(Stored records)
┄┄┄┄┄┄┄┄┄┄

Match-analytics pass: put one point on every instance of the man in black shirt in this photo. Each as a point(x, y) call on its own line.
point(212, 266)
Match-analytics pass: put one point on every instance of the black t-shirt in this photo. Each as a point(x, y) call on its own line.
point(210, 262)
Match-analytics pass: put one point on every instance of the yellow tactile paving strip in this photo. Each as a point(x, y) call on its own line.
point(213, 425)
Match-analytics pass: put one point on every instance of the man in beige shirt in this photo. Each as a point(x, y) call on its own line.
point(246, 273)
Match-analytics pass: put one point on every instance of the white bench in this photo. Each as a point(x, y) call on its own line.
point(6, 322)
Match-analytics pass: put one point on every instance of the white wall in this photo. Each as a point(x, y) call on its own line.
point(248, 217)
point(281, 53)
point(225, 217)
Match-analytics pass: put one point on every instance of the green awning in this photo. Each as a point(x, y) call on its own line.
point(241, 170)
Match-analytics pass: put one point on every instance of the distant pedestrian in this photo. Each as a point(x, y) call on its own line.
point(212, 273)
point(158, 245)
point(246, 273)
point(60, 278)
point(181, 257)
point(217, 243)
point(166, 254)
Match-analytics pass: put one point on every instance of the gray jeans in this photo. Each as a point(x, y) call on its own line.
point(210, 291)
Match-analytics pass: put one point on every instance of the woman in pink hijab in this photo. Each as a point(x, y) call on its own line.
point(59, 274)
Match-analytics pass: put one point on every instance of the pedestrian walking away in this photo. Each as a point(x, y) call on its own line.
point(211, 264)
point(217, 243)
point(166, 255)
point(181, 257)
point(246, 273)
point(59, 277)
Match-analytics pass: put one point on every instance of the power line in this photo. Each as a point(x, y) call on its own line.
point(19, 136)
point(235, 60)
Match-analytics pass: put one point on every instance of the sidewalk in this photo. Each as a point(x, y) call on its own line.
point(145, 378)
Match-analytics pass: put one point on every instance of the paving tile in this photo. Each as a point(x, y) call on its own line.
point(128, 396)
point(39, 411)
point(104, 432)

┄┄┄┄┄┄┄┄┄┄

* **Assigned task**: Which lines run from the one containing "of the pedestrian" to the end of the entries above? Print them exactly, both ends included, and nothing else.

* **Written answer**:
Match-analytics pass: put one point on every instance of the pedestrian walking away in this photo. Each as a point(x, y) call on its own line.
point(211, 264)
point(217, 243)
point(166, 255)
point(181, 257)
point(246, 273)
point(59, 277)
Match-analytics pass: put one point on every instance of the power line in this photo. Each as a point(x, y) call on its own line.
point(19, 136)
point(235, 60)
Match-analytics pass: put one point on every instance of the sidewalk in this photo. Each as a point(x, y) call on its own line.
point(145, 378)
Match-analytics pass: put one point on every instance of the paving tile in this photo. Each as a point(x, y) call on its own line.
point(128, 396)
point(39, 411)
point(104, 432)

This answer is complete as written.